QUESTIONS »
1 - Translate this sentence from the tax planning text into Spanish: "This re-characterization mechanism will not be available beginning January 1, 2018."
2 - Extend the tax planning text, picking up after its final sentence about converting a regular IRA to a Roth IRA.

4. Charitable Contributions 
If you are anticipating your marginal tax rate to be lower in 2018 or that you will not be itemizing as a result of the increased standard deduction, you may consider accelerating charitable contributions in 2017 to offset your income that will be taxed at the higher tax rate. Taxpayers with unrealized gains from stocks and bonds should continue contributing those assets with low basis to a charity by December 31, 2017. In addition, if you are making charitable contributions to universities in exchange for the option to purchase seating rights, you should make those donations by December 31, 2017 in order to receive an 80 percent donation deduction. Beginning January 1, 2018, the charitable donation deduction for priority seating will be repealed.
 
5. Conversion of IRA Contributions
If you have converted a traditional IRA to a Roth IRA and would like to re-characterize the conversion back to a traditional IRA, to avoid the tax, you must do so by December 31, 2017. This re-characterization mechanism will not be available beginning January 1, 2018. If you are wanting to convert a regular IRA to a Roth IRA, you should consider postponing this move until 2018 so the taxable income from conversion will be taxed at lower rates.

RECORDED INFORMATION »
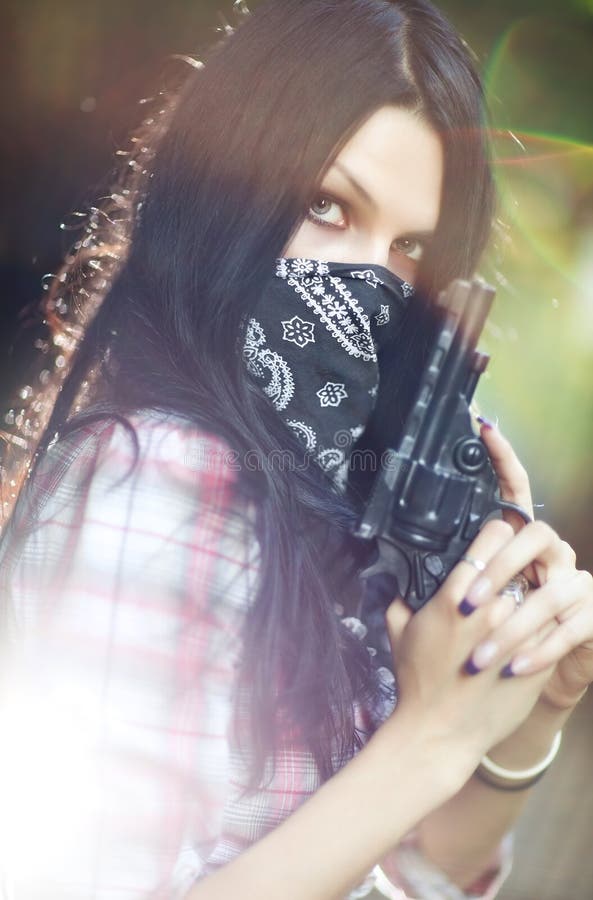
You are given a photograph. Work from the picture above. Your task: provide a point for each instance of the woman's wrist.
(528, 744)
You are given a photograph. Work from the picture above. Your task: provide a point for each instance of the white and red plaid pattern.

YOUR WRITTEN ANSWERS »
1 - Este mecanismo de recaracterización no estará disponible a partir del 1 de enero de 2018.

2 -
 
6. Home Mortgage Interest
For all homeowners with existing mortgages that were taken out to buy a home prior to the enactment of this bill, there is not a change to your deduction. For homeowners with new mortgages on first or second homes, the interest deduction will be only available up to $750,000 in debt. In addition, the deduction for interest paid on home equity debt will be eliminated beginning January 1, 2018.

BUSINESS
1. C-Corporation Tax Planning
With the 21 percent tax rate for C-corporations beginning January 1, 2018, C-corporations should accelerate expenses as much as possible by December 31, 2017. This will reduce the amount of 2017 income taxed at the current, higher rates and maximize the income taxed and the lower rates beginning in 2018. For C-corporations with income less than $75,000, the new rate will actually be a tax increase as the C-corporation will lose the current 15% bracket it is in at that income level. If the C-corporation will have less than $75,000 in taxable income in 2017, it may consider accelerating income into 2017 up to the $75,000 income threshold so that it can receive the 15% tax rate as opposed to 21% in 2018.
 
2. Deferral of Income
If your business is service-oriented and operates on the cash basis method of accounting, the income you earn is not taxed until it is paid to you. Therefore, it may be wise to hold off on billings until 2018 so your income can be taxed at the lower rates. You will need to weigh the benefits vs. costs of this to your business and to your customers.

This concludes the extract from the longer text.